Seeing as this is a board design forum, I suggest you get guys into making their own boards as well.

My wifes son did time in Iraq, and this is the closest I’ve come to something like this effecting me personally. I’m glad I never had to go to war, and do not wish war on anyone.

He has adjusted well as he now has a young family, and worth noting was that none of his section died, good psycologically.

I wish I could take him surfing. Life’s not over yet.

Great post, Epac. Thanks for sharing it. Today I was listening to our Pastor talk about rites and rituals and the function of them past and present. I began thinking of our guys coming home with scorched bodies and spirits from all the killing and what kind of rites and rituals were available to them to help them transition and heal. I was specifically thinking of some of the Native American rituals and cleansing that were used on their warriors after battles, etc, and wondering if mainstream American culture had anything similar that could be used other than psycotherapy. Maybe surfing can be the ritual cleansing for some of our guys and gals. They are heroes and Mr. Church is a saint. mike

I worked with some incredible people at the VA for a year. It doesn’t matter if you agree with why we are fighting or not, these folks have put everything out there and deserve our honor and respect. If veterans are finding the peace I do while on the water, then surfing is the best thing there is.

* * *

#### Check your understanding
1: Answer from the forum thread on surfing and veterans:
(a) Where did the commenter's wife's son do time?
(b) What was the Pastor talking about?
(c) For how long did one commenter work at the VA?
2: Write the next comment in the forum thread on surfing and veterans, following on from its final post.
The lines after this forum thread on surfing and veterans have nothing to do with it.

#### Given entries
* * *

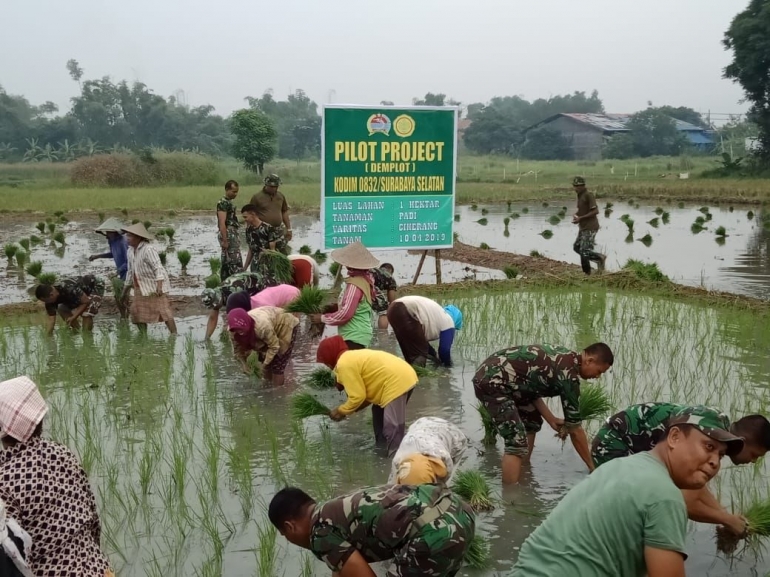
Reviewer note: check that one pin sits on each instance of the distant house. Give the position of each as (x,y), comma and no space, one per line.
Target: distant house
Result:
(587,132)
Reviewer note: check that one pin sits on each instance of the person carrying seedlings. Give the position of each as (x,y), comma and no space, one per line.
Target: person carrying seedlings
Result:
(271,207)
(429,452)
(268,331)
(257,237)
(385,288)
(629,516)
(587,219)
(640,427)
(353,317)
(512,383)
(72,298)
(148,278)
(417,321)
(227,226)
(425,529)
(373,378)
(45,489)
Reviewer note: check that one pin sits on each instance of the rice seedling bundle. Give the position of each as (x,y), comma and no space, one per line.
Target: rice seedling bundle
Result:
(477,555)
(310,301)
(474,489)
(304,405)
(321,378)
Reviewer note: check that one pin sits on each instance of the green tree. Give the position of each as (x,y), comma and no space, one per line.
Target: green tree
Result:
(749,39)
(255,138)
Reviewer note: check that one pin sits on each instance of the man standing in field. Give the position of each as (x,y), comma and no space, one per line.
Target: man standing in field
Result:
(272,208)
(640,427)
(629,516)
(512,383)
(587,220)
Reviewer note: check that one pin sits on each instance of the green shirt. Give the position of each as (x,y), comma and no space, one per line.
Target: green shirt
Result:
(601,527)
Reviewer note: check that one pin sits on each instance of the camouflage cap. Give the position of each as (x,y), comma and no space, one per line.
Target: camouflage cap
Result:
(711,423)
(272,180)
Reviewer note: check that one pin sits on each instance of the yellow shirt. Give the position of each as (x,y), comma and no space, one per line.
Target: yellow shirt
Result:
(371,376)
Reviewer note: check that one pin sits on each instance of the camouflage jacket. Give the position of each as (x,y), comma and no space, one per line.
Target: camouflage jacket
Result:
(536,371)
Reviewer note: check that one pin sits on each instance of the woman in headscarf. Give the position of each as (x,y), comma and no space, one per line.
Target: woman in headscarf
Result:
(149,279)
(268,331)
(46,490)
(374,378)
(353,317)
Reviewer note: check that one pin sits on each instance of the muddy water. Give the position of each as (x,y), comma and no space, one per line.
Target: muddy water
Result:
(147,416)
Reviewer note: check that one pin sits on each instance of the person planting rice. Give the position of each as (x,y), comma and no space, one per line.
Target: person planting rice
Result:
(268,331)
(629,516)
(248,283)
(512,383)
(45,489)
(417,321)
(428,453)
(640,427)
(353,317)
(72,298)
(149,279)
(426,529)
(372,378)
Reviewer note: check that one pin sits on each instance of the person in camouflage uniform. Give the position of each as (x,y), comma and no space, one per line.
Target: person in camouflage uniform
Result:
(512,383)
(425,529)
(227,222)
(640,427)
(72,298)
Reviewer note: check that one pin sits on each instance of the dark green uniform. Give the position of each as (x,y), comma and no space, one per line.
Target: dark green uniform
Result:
(425,529)
(509,381)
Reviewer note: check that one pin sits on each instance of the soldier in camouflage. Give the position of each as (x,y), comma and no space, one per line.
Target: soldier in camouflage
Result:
(512,383)
(426,529)
(640,427)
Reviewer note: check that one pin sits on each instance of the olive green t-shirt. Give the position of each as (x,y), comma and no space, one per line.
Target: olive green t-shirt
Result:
(601,527)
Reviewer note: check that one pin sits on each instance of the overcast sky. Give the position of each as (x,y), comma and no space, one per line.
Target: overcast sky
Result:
(362,51)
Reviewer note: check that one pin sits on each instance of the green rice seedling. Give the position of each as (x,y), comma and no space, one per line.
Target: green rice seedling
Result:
(474,489)
(304,405)
(321,378)
(511,271)
(184,258)
(477,555)
(34,268)
(310,301)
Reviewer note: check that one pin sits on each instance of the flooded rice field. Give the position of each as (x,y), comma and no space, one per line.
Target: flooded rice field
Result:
(184,451)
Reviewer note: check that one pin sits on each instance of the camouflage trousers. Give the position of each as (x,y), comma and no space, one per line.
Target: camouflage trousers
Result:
(513,415)
(437,549)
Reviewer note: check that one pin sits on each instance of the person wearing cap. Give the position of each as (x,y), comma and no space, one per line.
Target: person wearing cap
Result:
(629,516)
(227,225)
(417,321)
(45,489)
(353,317)
(587,219)
(511,385)
(373,378)
(428,453)
(272,208)
(270,332)
(72,298)
(118,252)
(640,427)
(149,279)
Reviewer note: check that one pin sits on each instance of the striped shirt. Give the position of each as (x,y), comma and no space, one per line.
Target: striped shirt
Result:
(145,270)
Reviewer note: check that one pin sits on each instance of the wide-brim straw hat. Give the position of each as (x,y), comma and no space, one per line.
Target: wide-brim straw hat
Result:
(355,255)
(110,225)
(138,229)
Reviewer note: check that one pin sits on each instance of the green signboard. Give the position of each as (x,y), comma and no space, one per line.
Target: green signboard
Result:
(388,176)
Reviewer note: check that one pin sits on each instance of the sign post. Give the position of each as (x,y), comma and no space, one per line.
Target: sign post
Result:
(388,177)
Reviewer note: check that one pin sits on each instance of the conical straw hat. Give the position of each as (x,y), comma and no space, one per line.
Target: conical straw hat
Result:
(355,255)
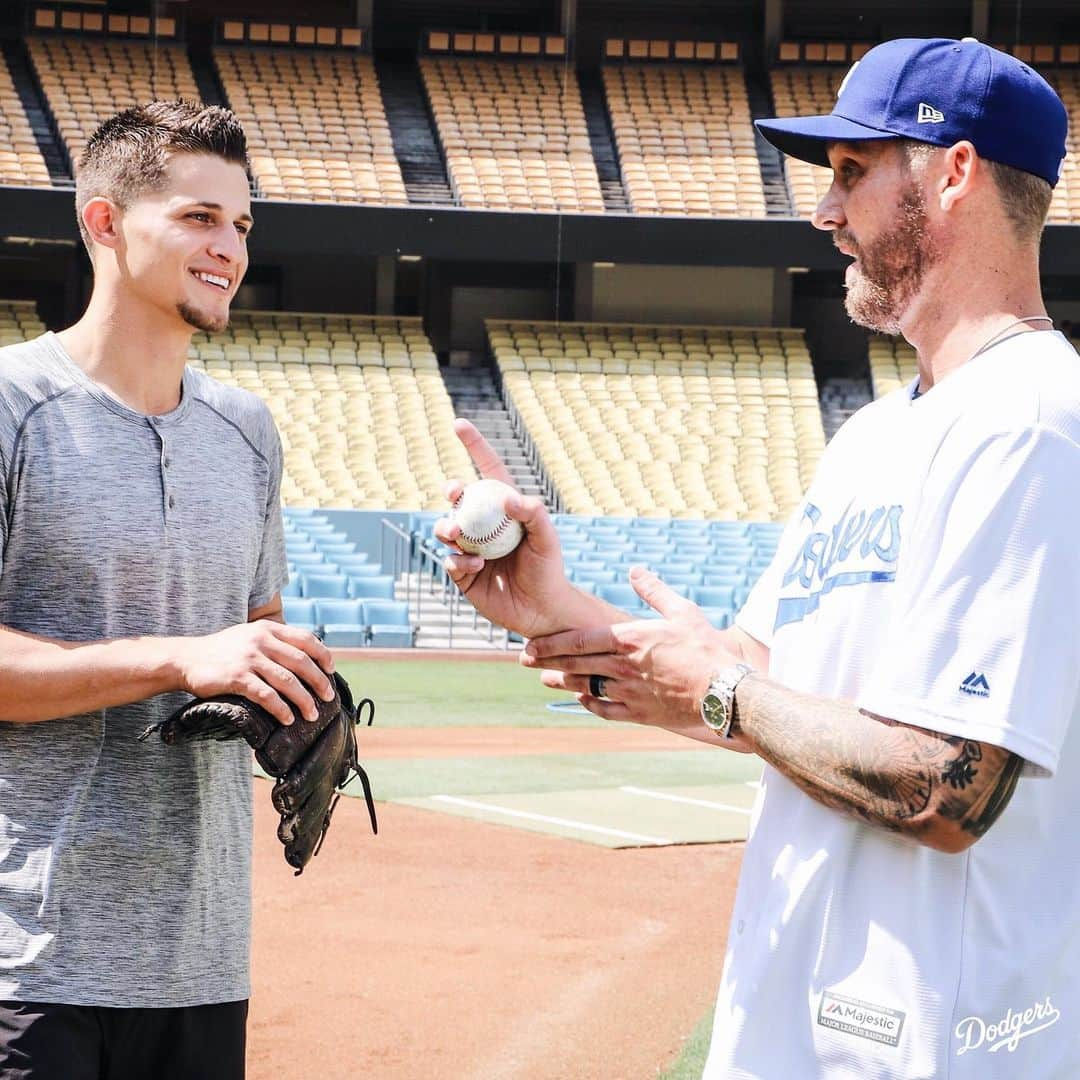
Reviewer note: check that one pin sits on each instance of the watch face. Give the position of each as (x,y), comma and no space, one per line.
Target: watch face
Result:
(713,711)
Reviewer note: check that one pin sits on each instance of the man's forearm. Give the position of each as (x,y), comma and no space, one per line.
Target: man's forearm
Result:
(43,678)
(940,790)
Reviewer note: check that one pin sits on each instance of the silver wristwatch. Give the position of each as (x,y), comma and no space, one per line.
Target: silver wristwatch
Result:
(718,705)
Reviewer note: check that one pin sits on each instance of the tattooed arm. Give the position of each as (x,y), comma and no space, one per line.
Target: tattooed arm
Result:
(942,791)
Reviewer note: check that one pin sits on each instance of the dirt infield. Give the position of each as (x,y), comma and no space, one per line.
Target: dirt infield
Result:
(449,948)
(500,742)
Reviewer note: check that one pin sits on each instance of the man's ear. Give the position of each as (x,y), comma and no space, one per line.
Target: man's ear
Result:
(102,219)
(960,164)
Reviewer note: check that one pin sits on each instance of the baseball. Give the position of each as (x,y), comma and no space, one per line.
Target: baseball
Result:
(486,530)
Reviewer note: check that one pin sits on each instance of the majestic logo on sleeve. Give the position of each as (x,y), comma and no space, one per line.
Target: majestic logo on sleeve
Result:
(974,1033)
(975,685)
(860,549)
(863,1018)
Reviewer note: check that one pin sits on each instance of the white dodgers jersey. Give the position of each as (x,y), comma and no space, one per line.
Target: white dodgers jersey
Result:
(931,576)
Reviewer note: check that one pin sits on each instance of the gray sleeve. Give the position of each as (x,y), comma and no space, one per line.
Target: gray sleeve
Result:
(272,571)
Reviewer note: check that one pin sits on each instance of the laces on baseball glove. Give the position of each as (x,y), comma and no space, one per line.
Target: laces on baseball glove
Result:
(311,760)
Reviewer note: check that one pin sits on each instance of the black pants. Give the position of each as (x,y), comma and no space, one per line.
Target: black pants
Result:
(84,1042)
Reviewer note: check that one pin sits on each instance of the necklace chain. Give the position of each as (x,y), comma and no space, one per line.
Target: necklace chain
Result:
(1018,322)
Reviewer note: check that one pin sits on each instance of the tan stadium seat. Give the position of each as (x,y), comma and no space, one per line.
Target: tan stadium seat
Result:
(316,127)
(513,133)
(364,416)
(89,79)
(660,420)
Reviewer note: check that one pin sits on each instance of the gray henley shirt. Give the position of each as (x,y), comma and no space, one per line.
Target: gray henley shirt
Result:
(125,866)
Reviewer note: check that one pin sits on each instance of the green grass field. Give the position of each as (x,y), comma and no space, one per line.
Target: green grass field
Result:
(420,692)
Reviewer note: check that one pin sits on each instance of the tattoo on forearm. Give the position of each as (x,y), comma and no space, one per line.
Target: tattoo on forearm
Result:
(887,773)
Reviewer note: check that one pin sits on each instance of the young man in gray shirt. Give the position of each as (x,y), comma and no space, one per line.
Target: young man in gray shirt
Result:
(142,557)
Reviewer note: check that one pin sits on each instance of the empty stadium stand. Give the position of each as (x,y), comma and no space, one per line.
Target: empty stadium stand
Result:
(513,131)
(18,322)
(1065,205)
(21,158)
(839,399)
(86,79)
(315,125)
(662,421)
(799,90)
(364,417)
(336,592)
(685,138)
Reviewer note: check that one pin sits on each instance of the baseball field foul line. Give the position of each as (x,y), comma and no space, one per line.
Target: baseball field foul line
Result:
(685,798)
(566,822)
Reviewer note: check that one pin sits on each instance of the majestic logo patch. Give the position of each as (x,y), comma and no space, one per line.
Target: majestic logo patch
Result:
(975,685)
(974,1033)
(853,1016)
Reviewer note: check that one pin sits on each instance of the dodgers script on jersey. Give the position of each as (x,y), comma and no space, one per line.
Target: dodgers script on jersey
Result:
(931,576)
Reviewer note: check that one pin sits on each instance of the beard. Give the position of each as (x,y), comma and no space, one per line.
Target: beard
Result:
(891,268)
(202,321)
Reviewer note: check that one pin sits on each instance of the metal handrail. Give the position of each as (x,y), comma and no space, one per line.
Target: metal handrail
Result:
(410,555)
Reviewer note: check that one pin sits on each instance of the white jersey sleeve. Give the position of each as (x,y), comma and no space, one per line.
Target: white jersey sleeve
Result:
(984,640)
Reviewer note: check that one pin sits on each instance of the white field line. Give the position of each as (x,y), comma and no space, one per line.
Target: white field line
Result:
(686,799)
(551,821)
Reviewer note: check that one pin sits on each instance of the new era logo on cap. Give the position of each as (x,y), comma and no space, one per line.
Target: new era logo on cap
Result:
(982,95)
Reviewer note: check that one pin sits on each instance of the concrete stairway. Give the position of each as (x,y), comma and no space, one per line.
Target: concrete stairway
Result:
(476,397)
(413,133)
(433,615)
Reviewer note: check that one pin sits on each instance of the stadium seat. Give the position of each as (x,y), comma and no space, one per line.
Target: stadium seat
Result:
(372,588)
(388,624)
(326,585)
(341,623)
(300,612)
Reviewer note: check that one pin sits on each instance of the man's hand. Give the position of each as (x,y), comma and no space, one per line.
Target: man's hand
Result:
(656,671)
(265,661)
(527,591)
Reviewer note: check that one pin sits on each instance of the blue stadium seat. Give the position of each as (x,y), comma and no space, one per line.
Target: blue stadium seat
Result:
(360,569)
(354,564)
(720,618)
(620,595)
(342,623)
(731,577)
(299,612)
(313,561)
(388,625)
(606,577)
(378,588)
(683,578)
(336,548)
(714,596)
(326,585)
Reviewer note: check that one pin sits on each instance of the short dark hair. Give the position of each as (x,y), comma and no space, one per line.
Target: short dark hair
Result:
(129,153)
(1024,196)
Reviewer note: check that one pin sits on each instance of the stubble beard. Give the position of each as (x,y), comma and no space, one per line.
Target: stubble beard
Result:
(202,321)
(891,268)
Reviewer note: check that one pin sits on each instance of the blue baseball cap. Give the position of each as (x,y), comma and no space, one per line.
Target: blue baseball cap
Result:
(939,91)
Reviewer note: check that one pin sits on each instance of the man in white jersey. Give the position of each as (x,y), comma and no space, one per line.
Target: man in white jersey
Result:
(142,556)
(909,665)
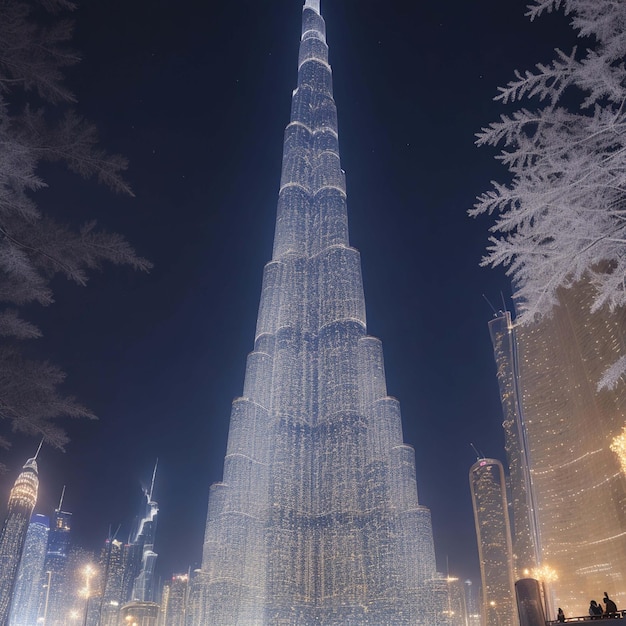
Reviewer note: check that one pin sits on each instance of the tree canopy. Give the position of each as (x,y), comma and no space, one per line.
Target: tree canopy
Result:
(39,123)
(562,214)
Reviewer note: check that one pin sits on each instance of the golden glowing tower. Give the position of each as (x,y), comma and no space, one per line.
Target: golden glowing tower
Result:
(573,440)
(21,504)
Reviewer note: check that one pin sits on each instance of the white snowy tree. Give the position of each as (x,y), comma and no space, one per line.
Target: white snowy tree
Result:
(37,124)
(562,214)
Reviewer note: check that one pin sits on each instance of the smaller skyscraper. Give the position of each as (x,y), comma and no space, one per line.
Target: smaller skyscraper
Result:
(177,600)
(26,593)
(22,501)
(143,588)
(112,568)
(56,597)
(495,549)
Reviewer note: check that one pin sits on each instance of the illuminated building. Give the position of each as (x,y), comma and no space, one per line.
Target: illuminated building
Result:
(495,550)
(317,519)
(570,435)
(112,567)
(27,590)
(457,605)
(177,600)
(524,529)
(22,501)
(143,587)
(55,598)
(139,614)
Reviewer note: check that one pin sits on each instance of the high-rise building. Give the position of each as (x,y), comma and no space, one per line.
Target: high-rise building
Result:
(27,590)
(567,434)
(177,600)
(111,567)
(495,550)
(523,522)
(143,586)
(317,519)
(54,601)
(22,501)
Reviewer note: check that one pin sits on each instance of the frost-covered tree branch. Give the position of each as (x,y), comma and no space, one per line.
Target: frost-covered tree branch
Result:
(38,124)
(562,215)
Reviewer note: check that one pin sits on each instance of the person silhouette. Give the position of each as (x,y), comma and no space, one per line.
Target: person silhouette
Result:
(611,607)
(595,610)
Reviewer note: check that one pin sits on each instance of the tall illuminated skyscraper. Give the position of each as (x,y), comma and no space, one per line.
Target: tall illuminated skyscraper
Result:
(143,587)
(317,519)
(568,435)
(22,501)
(495,549)
(27,590)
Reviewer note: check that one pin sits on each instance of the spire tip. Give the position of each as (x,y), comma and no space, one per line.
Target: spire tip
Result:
(313,4)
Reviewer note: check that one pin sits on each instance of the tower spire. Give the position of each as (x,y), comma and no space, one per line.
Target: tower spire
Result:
(38,449)
(153,479)
(61,500)
(313,4)
(317,519)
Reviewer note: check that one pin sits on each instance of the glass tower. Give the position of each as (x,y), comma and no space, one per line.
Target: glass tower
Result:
(495,550)
(27,590)
(568,433)
(317,519)
(22,501)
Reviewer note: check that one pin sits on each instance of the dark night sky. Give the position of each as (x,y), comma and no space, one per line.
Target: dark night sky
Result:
(197,95)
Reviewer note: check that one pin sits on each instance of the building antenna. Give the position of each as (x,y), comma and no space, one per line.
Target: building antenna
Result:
(38,449)
(153,479)
(503,302)
(61,500)
(491,305)
(479,455)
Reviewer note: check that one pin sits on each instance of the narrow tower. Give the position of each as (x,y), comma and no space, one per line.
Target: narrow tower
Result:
(22,501)
(30,574)
(56,596)
(317,519)
(495,548)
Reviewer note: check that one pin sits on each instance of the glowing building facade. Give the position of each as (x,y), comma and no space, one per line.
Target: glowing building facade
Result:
(28,584)
(317,519)
(55,594)
(176,612)
(22,501)
(568,434)
(495,549)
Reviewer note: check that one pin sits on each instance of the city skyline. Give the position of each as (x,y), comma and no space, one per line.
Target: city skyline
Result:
(104,364)
(560,433)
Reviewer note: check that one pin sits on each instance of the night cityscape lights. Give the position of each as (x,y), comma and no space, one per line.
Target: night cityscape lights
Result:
(618,445)
(495,549)
(565,446)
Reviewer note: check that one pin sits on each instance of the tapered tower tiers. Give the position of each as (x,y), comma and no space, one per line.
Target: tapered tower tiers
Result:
(317,520)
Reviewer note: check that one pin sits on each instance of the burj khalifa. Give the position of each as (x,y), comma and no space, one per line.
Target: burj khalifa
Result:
(317,518)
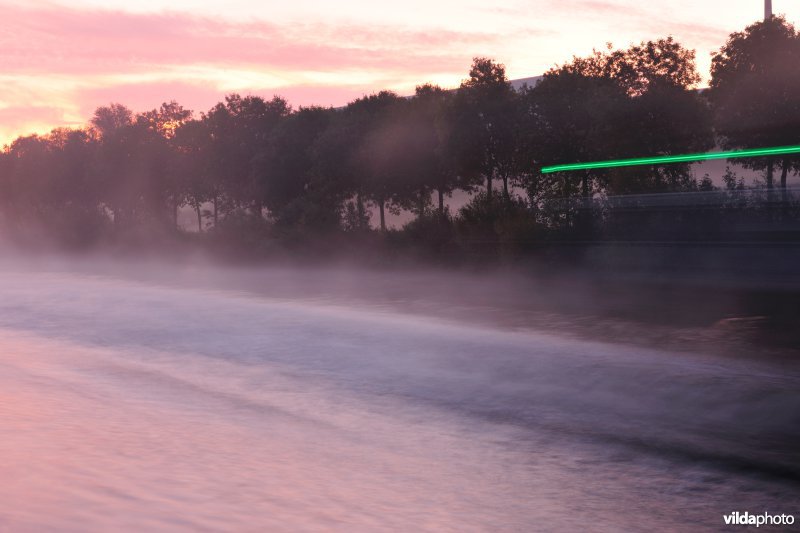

* * *

#### Answers for the tasks
1:
(a) Iraq
(b) Rites and rituals and their function past and present
(c) A year

2:
pat

surfing was a big help in the late 60’s fo r me----beat the heck out of being spit on in LAX on the way home—no further comment on that-----these guys deserve all the help and care they can get----i ended up in hawaii going to grad school on the national dime —classes and surfing—not to bad—figured i earned it

Church is a really nice guy. he buys alot of things from me at FH, (hes a do-it-yourselfer like us!) really easy going and nice to talk boards with.

i was stoked to see him on the cover of the newspaper yesterday when i was getting lunch, its an incredible story!

The sentiments I expressed above are for ALL our veterans. Thank you. mike

Wow, bless those guys! So much on their emotional plates. Nice mention of our friend Joseph, the VA councelor, he has a step-daughter in Santa Cruz and surfs Cowell’s when he is up visiting. All my best to all you- its nice to see that other people care.

wow that’s cool. Alot of people don’t appreciate what the US military is doing. They are giving their lives so we can have ours. There are many things that could be better.

Alot of people may not like the military, but fail to seperate the government from those just doing their job. But these are people, and they’ve gone through really tough times, its nice to see someone helping them reach peace.